**Kutipan Dokumen:**
=======
DJP melanjutkan, kinerja pencapaian penerimaan pajak pada 2021 tidak lepas dari kontribusi para pembayar pajak. Oleh karena itu, dukungan tetap diharapkan otoritas dari wajib pajak.

Sampai dengan akhir tahun fiskal 2021, DJP mengupayakan agar target penerimaan dapat tercapai. Hal tersebut akan situasi yang pertama kali terjadi sejak tahun fiskal 2008.

2. Tutup Celah Pajak, Ketentuan Threshold PKP Perlu Diubah
World Bank menilai reformasi kebijakan perpajakan di Indonesia masih perlu dilanjutkan guna menutup tax gap Indonesia yang masih tergolong lebar. Salah satu kebijakan yang perlu direformasi adalah ketentuan threshold pengusaha kena pajak (PKP).

Menurut World Bank, strategi kebijakan penerimaan jangka menengah diperlukan untuk menciptakan sistem pajak yang adil, sederhana, dan efisien serta mampu membiayai kebutuhan pembangunan dan pemberantasan kemiskinan.

"Reformasi yang perlu menjadi prioritas antara lain menurunkan threshold pengusaha kena pajak (PKP) dan PPh final UMKM dari Rp4,8 miliar menjadi Rp600 juta," sebut World Bank dalam laporannya berjudul Indonesia Economic Prospects: Green Horizon, Toward a High Growth and Low Carbon Economy.

Merujuk pada Laporan Belanja Perpajakan 2019, threshold PKP sebesar Rp4,8 miliar pada ketentuan PPN memberikan kontribusi yang besar terhadap belanja pajak. Pada 2019, belanja pajak yang timbul akibat kebijakan ini mencapai Rp42,04 triliun.
=======
**Data Hasil Ekstraksi:**

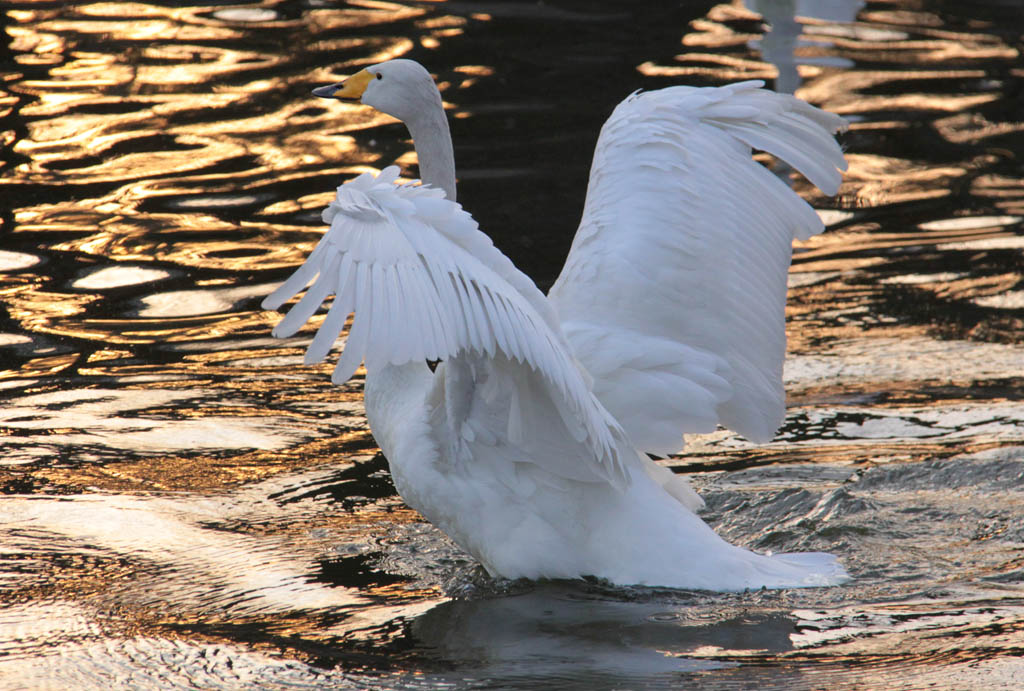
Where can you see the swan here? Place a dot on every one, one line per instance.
(529, 442)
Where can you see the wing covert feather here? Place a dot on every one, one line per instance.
(425, 284)
(683, 250)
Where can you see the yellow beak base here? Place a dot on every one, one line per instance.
(353, 86)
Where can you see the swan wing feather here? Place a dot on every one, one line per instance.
(425, 284)
(673, 294)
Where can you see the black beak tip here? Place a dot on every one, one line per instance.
(327, 91)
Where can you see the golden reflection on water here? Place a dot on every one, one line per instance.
(169, 166)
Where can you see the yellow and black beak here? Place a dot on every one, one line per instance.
(351, 88)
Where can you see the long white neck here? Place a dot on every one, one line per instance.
(433, 146)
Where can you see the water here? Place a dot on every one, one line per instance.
(187, 506)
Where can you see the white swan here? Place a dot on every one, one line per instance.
(527, 443)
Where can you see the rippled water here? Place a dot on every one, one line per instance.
(185, 505)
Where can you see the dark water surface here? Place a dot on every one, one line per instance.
(186, 506)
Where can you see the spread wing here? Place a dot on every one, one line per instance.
(426, 285)
(673, 294)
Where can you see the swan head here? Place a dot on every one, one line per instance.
(401, 88)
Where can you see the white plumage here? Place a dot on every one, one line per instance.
(527, 443)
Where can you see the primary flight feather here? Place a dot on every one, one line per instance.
(527, 444)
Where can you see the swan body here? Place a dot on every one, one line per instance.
(527, 443)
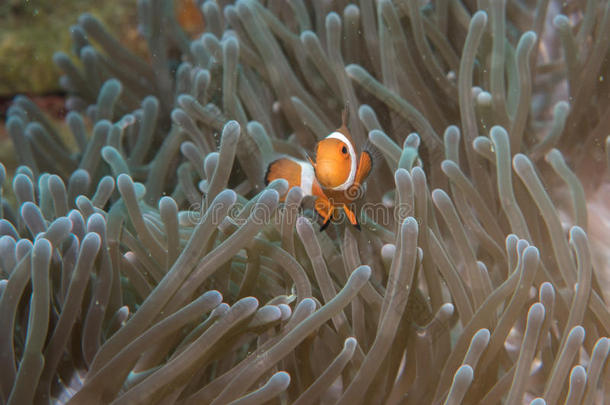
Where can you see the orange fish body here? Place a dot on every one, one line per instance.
(335, 178)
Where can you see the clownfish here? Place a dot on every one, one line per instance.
(335, 178)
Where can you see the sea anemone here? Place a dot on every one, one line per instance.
(145, 261)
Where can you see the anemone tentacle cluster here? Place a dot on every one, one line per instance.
(145, 261)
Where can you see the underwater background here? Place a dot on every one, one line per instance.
(143, 259)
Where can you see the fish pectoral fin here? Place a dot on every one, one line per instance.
(351, 216)
(310, 160)
(325, 209)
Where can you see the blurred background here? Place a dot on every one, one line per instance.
(31, 31)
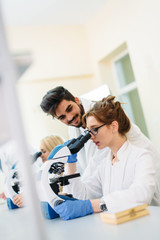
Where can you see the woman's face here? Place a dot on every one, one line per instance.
(44, 152)
(104, 136)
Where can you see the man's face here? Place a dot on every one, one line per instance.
(70, 112)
=======
**Petunjuk Tugas:**
A) Dalam satu sampai tiga kalimat, jelaskan alasan World Bank menilai reformasi kebijakan perpajakan di Indonesia masih perlu dilanjutkan menurut kutipan dokumen.
B) Salin tanpa perubahan bagian kutipan dokumen yang diawali kata-kata "DJP melanjutkan, kinerja" dan diakhiri "kena pajak (PKP).".
C) Menurut kutipan dokumen, berapa besar belanja pajak pada 2019 yang timbul akibat kebijakan threshold PKP sebesar Rp4,8 miliar?

**Hasil Akhir:**
A) World Bank menilai reformasi kebijakan perpajakan di Indonesia perlu dilanjutkan guna menutup tax gap Indonesia yang masih tergolong lebar. Salah satu kebijakan yang disebut perlu direformasi adalah ketentuan threshold pengusaha kena pajak (PKP).

B)
DJP melanjutkan, kinerja pencapaian penerimaan pajak pada 2021 tidak lepas dari kontribusi para pembayar pajak. Oleh karena itu, dukungan tetap diharapkan otoritas dari wajib pajak.

Sampai dengan akhir tahun fiskal 2021, DJP mengupayakan agar target penerimaan dapat tercapai. Hal tersebut akan situasi yang pertama kali terjadi sejak tahun fiskal 2008.

2. Tutup Celah Pajak, Ketentuan Threshold PKP Perlu Diubah
World Bank menilai reformasi kebijakan perpajakan di Indonesia masih perlu dilanjutkan guna menutup tax gap Indonesia yang masih tergolong lebar. Salah satu kebijakan yang perlu direformasi adalah ketentuan threshold pengusaha kena pajak (PKP).

C) Belanja pajak tersebut mencapai Rp42,04 triliun.